→ SHORT EXERCISE: Would you transcribe the whole listing exactly, minus its pictures?

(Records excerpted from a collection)
★ ★ ★ ★ ★

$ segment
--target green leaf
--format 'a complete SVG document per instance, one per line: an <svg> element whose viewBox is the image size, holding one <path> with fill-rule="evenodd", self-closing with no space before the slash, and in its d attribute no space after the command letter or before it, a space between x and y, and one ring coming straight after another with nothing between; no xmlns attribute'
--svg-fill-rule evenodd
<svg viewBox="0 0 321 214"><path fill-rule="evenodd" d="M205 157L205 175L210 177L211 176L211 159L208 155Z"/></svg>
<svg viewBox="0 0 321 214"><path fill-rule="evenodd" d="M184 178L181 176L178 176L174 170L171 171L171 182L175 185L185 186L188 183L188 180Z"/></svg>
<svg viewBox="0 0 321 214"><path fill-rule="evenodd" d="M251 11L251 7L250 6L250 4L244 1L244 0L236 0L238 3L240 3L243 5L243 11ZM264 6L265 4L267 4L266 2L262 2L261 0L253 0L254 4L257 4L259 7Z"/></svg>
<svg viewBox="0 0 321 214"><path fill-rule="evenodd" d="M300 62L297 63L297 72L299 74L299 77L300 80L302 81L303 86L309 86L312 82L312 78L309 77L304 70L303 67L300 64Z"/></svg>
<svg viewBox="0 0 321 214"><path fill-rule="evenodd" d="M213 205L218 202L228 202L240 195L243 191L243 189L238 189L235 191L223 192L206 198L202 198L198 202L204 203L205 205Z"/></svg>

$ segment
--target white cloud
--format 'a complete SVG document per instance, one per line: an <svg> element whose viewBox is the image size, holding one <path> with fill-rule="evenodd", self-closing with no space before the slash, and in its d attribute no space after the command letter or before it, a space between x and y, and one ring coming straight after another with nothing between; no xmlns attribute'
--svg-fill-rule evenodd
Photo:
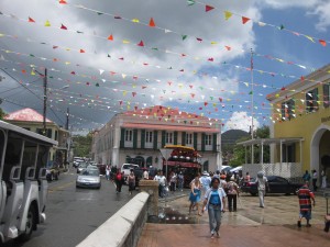
<svg viewBox="0 0 330 247"><path fill-rule="evenodd" d="M248 114L248 112L233 112L231 117L224 123L223 131L228 130L242 130L245 132L250 131L250 127L252 125L252 119L251 115ZM254 117L253 119L253 130L260 127L260 122Z"/></svg>

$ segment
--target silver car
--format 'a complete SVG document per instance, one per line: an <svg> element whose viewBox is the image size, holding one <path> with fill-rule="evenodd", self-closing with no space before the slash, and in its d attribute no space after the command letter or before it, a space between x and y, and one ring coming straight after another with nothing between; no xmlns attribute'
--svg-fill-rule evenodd
<svg viewBox="0 0 330 247"><path fill-rule="evenodd" d="M101 188L101 178L98 169L84 169L76 180L76 188Z"/></svg>

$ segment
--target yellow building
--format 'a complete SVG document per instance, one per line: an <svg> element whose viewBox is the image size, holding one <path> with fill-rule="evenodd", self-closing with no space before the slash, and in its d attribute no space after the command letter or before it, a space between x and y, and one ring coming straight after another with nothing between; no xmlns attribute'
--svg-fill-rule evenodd
<svg viewBox="0 0 330 247"><path fill-rule="evenodd" d="M258 170L288 179L301 179L307 170L321 171L330 182L330 65L267 96L272 104L271 138L240 143L246 154L261 147L261 162L245 158L243 172L255 176ZM271 147L271 162L263 162L264 146ZM246 156L248 157L248 156ZM252 156L253 157L253 156Z"/></svg>
<svg viewBox="0 0 330 247"><path fill-rule="evenodd" d="M326 170L330 178L329 92L330 65L327 65L267 96L273 105L271 136L296 138L287 145L273 146L272 162L300 162L301 173L316 170L320 181L321 171Z"/></svg>

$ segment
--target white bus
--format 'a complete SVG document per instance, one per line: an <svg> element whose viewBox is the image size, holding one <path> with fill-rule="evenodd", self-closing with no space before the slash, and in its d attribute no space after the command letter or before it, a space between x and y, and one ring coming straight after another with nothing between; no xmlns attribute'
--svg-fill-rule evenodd
<svg viewBox="0 0 330 247"><path fill-rule="evenodd" d="M28 240L45 222L50 148L57 142L0 121L0 240Z"/></svg>

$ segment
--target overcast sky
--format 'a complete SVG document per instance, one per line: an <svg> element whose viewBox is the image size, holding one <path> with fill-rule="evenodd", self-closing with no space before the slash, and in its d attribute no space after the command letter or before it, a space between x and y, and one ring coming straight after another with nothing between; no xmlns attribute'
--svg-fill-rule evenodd
<svg viewBox="0 0 330 247"><path fill-rule="evenodd" d="M158 104L219 119L224 131L249 131L252 113L255 127L275 121L267 93L329 63L328 1L59 2L0 1L7 113L43 112L34 67L47 68L47 117L65 125L69 108L74 131Z"/></svg>

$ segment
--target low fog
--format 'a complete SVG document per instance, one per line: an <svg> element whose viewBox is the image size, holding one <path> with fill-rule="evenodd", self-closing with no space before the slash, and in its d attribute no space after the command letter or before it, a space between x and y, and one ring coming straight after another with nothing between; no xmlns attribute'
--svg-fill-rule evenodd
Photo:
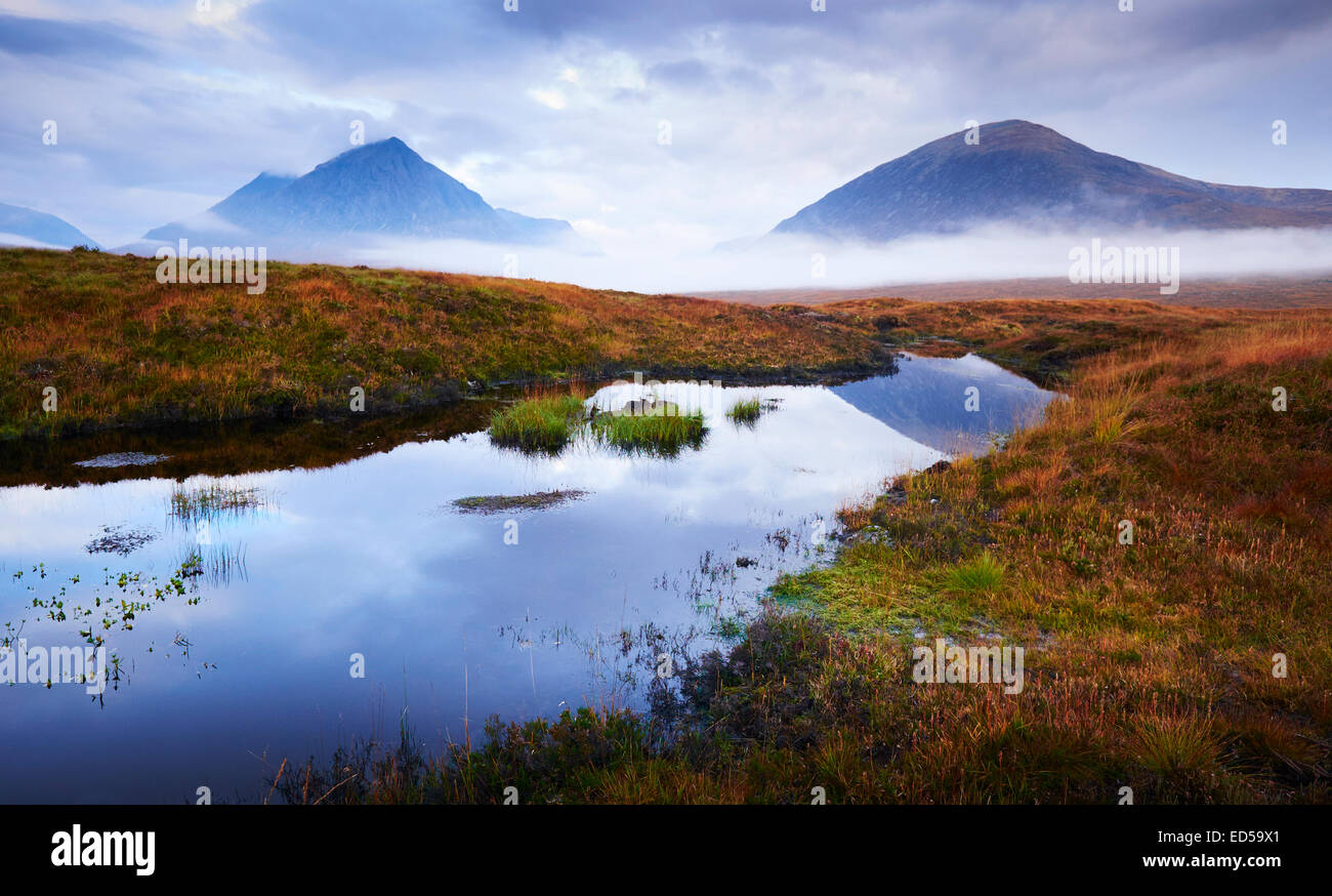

★ ★ ★ ★ ★

→ ANSWER TO THIS TASK:
$ segment
--target green leaf
--format 'a complete SVG document per instance, one per line: an <svg> element whose viewBox is the image size, holding one <path> with fill-rule="evenodd", self-closing with no space before the slash, and in its d attribute no space after the command letter or before it, a space between x and y, and one ring coming straight after another with nothing between; no xmlns attribute'
--svg-fill-rule evenodd
<svg viewBox="0 0 321 214"><path fill-rule="evenodd" d="M205 157L205 175L210 177L211 176L211 159L208 155Z"/></svg>
<svg viewBox="0 0 321 214"><path fill-rule="evenodd" d="M184 178L181 176L178 176L174 170L171 171L171 182L175 185L185 186L188 183L188 180Z"/></svg>
<svg viewBox="0 0 321 214"><path fill-rule="evenodd" d="M251 11L251 7L250 6L250 4L244 1L244 0L236 0L238 3L240 3L243 5L243 11ZM264 6L265 4L267 4L266 2L262 2L261 0L253 0L254 4L257 4L259 7Z"/></svg>
<svg viewBox="0 0 321 214"><path fill-rule="evenodd" d="M300 62L297 63L297 72L299 74L299 77L300 80L302 81L303 86L309 86L312 82L312 78L309 77L304 70L303 67L300 64Z"/></svg>
<svg viewBox="0 0 321 214"><path fill-rule="evenodd" d="M213 205L218 202L228 202L240 195L243 191L243 189L238 189L235 191L223 192L206 198L202 198L198 202L204 203L205 205Z"/></svg>

$ segment
--target white cloud
--format 'a complete SVG document per instance, one per line: an <svg> element whose viewBox is the image size, holding one <path> with fill-rule="evenodd", self-closing with no space before the slash, and in its d attribute no space after the command letter or before it, a space between x and y, and one ring coming straight after another with nothing between; no xmlns attribute'
--svg-fill-rule evenodd
Photo:
<svg viewBox="0 0 330 247"><path fill-rule="evenodd" d="M248 114L248 112L233 112L231 117L224 123L223 131L228 130L242 130L245 132L250 131L250 127L252 125L252 119L251 115ZM254 117L253 119L253 130L260 127L260 122Z"/></svg>

$ segment
--target silver car
--format 'a complete SVG document per instance, one per line: an <svg> element whose viewBox is the image size, holding one <path> with fill-rule="evenodd", self-closing with no space before the slash, and in its d attribute no space after the command letter or before it, a space between x and y, and one ring coming straight after another with nothing between; no xmlns attribute'
--svg-fill-rule evenodd
<svg viewBox="0 0 330 247"><path fill-rule="evenodd" d="M101 188L101 178L98 169L84 169L76 180L76 188Z"/></svg>

$ segment
--target yellow building
--format 'a complete SVG document per instance, one per line: an <svg> element whose viewBox is the image size, holding one <path> with fill-rule="evenodd", self-closing with no space before the slash, and in its d attribute no space after the command letter or before it, a space between x and y, and one ring coming straight after another with nothing between; no xmlns attribute'
--svg-fill-rule evenodd
<svg viewBox="0 0 330 247"><path fill-rule="evenodd" d="M258 170L288 179L301 179L307 170L321 171L330 182L330 65L267 96L272 104L271 138L240 143L246 154L261 147L261 162L245 158L243 172L255 176ZM271 147L271 162L263 162L264 146ZM246 156L248 157L248 156ZM252 156L253 157L253 156Z"/></svg>
<svg viewBox="0 0 330 247"><path fill-rule="evenodd" d="M326 170L330 178L329 92L330 65L327 65L267 96L273 105L271 136L296 138L287 145L273 146L272 162L300 162L301 173L316 170L320 181L321 171Z"/></svg>

$ segment
--target white bus
--format 'a complete SVG document per instance, one per line: an <svg> element whose viewBox is the image size, holding one <path> with fill-rule="evenodd", self-closing with no space before the slash, and in its d attribute no space after the command letter or before it, a space between x and y, and one ring coming straight after another with nothing between; no xmlns attribute'
--svg-fill-rule evenodd
<svg viewBox="0 0 330 247"><path fill-rule="evenodd" d="M28 240L45 222L50 148L57 142L0 121L0 240Z"/></svg>

$ segment
--target overcast sky
--format 'a complete SVG document per instance, one per line: an <svg> element whose viewBox is the image size, holding one <path> with fill-rule="evenodd", self-closing with no space before the slash, and in its d attribute no space after the command letter or before it, a space between x and y, and one ring coming straight after another with nothing between; no xmlns attribute'
--svg-fill-rule evenodd
<svg viewBox="0 0 330 247"><path fill-rule="evenodd" d="M158 104L219 119L224 131L249 131L252 113L255 127L275 121L267 93L329 63L328 1L59 2L0 1L7 113L43 112L34 67L47 68L47 117L65 125L69 108L74 131Z"/></svg>

$ segment
--target low fog
--format 'a complete SVG document per instance, one per line: an <svg> element whose viewBox is the image size, holding one <path> with fill-rule="evenodd", self-closing with no space before the slash, and in its d attribute no space after the command letter or before it, a space between x and y, and one ring coming straight after another with nothing between; no xmlns attribute'
--svg-fill-rule evenodd
Photo:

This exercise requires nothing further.